Every line below that holds the word "distant" must be listed.
-*-
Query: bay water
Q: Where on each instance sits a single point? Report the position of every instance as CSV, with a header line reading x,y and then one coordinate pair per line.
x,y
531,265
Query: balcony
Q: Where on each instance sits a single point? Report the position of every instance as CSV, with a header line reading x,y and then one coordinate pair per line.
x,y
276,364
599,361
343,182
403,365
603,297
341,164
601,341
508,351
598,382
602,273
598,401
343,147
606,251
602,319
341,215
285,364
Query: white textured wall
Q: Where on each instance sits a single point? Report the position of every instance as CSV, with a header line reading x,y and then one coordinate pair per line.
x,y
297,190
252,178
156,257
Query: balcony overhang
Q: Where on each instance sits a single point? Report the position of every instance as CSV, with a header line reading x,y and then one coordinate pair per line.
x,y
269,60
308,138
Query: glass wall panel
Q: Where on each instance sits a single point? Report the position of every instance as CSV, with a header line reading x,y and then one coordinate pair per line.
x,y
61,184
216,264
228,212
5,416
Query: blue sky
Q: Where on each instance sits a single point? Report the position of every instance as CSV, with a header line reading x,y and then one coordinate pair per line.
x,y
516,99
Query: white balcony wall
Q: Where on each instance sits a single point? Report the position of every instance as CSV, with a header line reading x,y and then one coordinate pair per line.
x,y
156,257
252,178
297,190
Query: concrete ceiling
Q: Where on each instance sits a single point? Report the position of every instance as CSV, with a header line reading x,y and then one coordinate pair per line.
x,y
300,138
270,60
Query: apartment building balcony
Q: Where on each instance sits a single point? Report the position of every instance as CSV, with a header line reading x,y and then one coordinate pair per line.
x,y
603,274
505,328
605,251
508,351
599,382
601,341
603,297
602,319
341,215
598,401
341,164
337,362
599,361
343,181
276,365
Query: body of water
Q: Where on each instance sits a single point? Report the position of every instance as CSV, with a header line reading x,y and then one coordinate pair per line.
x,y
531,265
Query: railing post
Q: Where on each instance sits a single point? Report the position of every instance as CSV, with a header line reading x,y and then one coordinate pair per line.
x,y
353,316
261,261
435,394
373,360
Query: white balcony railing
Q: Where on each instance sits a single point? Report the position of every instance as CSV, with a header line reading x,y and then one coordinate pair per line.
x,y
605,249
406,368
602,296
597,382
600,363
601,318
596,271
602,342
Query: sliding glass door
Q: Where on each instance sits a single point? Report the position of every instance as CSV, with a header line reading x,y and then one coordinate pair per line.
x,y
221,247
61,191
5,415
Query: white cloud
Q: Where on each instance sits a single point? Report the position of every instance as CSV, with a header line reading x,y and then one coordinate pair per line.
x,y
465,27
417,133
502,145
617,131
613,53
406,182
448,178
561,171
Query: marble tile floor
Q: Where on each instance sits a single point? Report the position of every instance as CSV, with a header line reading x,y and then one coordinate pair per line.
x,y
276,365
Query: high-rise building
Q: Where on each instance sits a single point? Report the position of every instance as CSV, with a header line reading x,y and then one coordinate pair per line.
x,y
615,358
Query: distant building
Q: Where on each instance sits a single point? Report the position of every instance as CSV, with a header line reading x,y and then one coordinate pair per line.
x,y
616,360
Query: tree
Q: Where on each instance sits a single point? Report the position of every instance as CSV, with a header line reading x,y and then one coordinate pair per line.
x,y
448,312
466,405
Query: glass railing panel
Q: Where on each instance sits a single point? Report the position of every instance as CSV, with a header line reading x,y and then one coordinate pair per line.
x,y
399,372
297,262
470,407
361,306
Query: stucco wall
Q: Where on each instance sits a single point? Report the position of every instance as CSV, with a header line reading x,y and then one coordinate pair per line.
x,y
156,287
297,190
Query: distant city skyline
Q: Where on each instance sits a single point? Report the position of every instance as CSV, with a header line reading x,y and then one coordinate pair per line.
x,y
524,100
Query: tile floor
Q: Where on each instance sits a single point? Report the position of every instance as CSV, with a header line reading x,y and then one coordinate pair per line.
-*-
Task solution ->
Query: distant building
Query: distant city skyline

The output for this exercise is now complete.